Excerpts of pointing data:
┌──

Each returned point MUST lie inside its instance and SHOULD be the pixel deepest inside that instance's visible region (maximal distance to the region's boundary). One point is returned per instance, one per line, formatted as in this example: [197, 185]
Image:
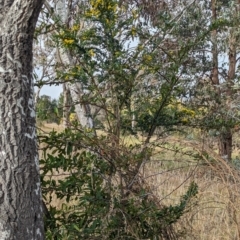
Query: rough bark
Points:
[20, 193]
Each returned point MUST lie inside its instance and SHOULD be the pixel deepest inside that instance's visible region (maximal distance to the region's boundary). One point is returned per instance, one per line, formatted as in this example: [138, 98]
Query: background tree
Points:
[20, 192]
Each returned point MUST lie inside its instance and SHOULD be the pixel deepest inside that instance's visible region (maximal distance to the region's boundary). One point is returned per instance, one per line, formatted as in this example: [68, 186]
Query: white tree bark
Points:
[20, 193]
[83, 111]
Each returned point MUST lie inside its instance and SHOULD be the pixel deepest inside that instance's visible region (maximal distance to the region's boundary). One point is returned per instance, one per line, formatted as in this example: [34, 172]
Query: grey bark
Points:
[83, 111]
[20, 193]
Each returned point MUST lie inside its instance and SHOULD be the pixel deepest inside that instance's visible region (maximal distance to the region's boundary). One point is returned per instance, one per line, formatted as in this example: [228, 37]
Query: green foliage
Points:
[102, 184]
[47, 109]
[97, 205]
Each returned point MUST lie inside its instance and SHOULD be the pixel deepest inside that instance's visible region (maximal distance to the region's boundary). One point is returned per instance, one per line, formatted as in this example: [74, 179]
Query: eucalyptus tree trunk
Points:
[66, 105]
[20, 193]
[83, 111]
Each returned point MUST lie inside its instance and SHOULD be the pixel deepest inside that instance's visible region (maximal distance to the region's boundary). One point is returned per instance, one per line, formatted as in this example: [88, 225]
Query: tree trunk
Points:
[66, 106]
[83, 111]
[20, 193]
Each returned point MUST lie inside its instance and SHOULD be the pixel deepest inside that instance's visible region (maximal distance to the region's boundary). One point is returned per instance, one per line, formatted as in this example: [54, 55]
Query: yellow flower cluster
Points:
[68, 41]
[100, 5]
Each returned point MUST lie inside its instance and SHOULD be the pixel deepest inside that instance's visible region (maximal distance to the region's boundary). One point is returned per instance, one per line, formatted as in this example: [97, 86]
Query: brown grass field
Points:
[215, 213]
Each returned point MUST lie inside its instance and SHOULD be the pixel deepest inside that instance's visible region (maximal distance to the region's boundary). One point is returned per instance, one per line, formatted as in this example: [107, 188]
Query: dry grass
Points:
[215, 213]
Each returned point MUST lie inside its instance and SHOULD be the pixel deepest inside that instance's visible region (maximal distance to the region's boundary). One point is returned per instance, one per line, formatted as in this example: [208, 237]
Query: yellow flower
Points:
[68, 41]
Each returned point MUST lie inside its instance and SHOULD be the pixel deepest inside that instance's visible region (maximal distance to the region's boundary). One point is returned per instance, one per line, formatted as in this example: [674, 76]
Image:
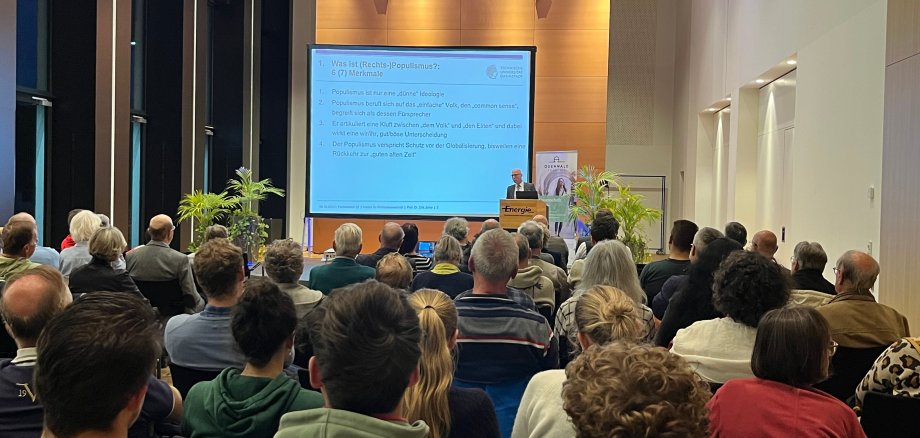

└──

* What you are asked to do
Copy the listing word for word from the line containing "example: [208, 237]" through the end of the listing, with both of those lines included. Leave the pictures out of your answer.

* Output of the exercise
Each returned point MUST lie inside its instance and SHOULD be the pixel deepest inside that instance's visible region (maximal distance to the region's boundary). One point is returned per instance, one per line, formatted as in this example: [208, 237]
Query: yellow flower
Points:
[68, 41]
Each returned point MUST lie inside its instance and SHOULD be the pixel deepest inside that instance's visible region (maximal distance to the region's boundary). One point is returned per instance, one per line, formatted as in this example: [674, 76]
Image:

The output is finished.